> **Short problem**:
Put every line of the items below into a numbered list, leaving out the blank lines.
-- START OF Supplied information --
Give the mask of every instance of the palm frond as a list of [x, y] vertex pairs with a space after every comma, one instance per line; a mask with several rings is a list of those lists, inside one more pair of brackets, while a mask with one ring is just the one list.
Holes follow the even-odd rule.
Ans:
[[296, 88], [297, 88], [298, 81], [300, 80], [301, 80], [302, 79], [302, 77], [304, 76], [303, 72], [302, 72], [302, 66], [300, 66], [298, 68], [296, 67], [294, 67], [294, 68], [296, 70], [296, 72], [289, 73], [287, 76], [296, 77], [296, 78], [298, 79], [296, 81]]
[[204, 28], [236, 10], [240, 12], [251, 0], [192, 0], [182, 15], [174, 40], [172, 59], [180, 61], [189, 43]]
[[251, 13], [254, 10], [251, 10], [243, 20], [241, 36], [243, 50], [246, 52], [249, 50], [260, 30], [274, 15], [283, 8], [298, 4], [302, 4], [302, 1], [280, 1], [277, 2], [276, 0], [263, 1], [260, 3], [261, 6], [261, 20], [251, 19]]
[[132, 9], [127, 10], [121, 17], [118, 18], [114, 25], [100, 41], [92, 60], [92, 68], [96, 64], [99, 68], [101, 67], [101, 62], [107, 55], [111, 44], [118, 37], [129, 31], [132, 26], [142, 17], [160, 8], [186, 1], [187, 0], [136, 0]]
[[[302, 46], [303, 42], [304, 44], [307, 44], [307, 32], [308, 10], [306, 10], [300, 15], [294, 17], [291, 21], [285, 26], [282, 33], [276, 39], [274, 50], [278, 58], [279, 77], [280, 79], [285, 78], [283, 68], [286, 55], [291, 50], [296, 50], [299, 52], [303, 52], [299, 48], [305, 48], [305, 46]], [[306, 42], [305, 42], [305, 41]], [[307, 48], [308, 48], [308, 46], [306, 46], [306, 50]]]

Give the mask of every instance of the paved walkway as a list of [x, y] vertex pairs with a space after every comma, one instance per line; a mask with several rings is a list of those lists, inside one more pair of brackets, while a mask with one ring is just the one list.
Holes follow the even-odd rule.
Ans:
-- END OF Supplied information --
> **Result**:
1. Give the mask of every instance of the palm frond as a list of [x, y] vertex pairs with a space after every comma, one instance per line; a mask with several rings is a list of those lists, inside one more pair of brackets, while a mask with one ring is just the one list.
2. Holes follow the even-odd rule.
3. Ans:
4. [[296, 88], [297, 88], [298, 81], [300, 80], [301, 80], [302, 79], [302, 77], [304, 76], [303, 72], [302, 72], [302, 66], [300, 66], [298, 68], [296, 67], [294, 67], [294, 68], [296, 70], [296, 72], [289, 73], [287, 76], [296, 77], [296, 78], [298, 79], [296, 81]]
5. [[204, 28], [236, 10], [240, 12], [251, 0], [192, 0], [182, 15], [174, 40], [172, 59], [180, 61], [189, 43]]
6. [[251, 13], [254, 10], [251, 10], [243, 20], [241, 36], [243, 50], [246, 52], [249, 50], [260, 30], [274, 15], [283, 8], [298, 4], [302, 4], [302, 1], [280, 1], [277, 2], [276, 0], [263, 1], [260, 3], [261, 6], [261, 20], [251, 19]]
7. [[132, 9], [127, 10], [121, 17], [118, 18], [114, 25], [100, 41], [92, 60], [92, 68], [96, 64], [99, 68], [101, 67], [101, 62], [107, 55], [111, 44], [118, 37], [129, 31], [132, 26], [142, 17], [160, 8], [186, 1], [187, 0], [136, 0]]
8. [[[302, 46], [303, 42], [304, 44], [307, 44], [307, 32], [308, 10], [306, 10], [300, 15], [294, 17], [291, 21], [285, 26], [282, 33], [276, 39], [274, 50], [278, 58], [279, 77], [280, 79], [285, 78], [283, 68], [286, 55], [291, 50], [296, 50], [299, 52], [303, 52], [299, 48], [305, 48], [305, 46]], [[306, 42], [305, 42], [305, 41]], [[307, 48], [308, 48], [308, 46], [306, 46], [306, 50]]]
9. Give the mask of every instance of the paved walkway as a list of [x, y] vertex pairs with a space after every comma, one instance per line; a mask with several rings is a list of those lists, inside one more pair of brackets, while a mask with one ring is just the one list.
10. Holes follow the even-odd rule.
11. Ans:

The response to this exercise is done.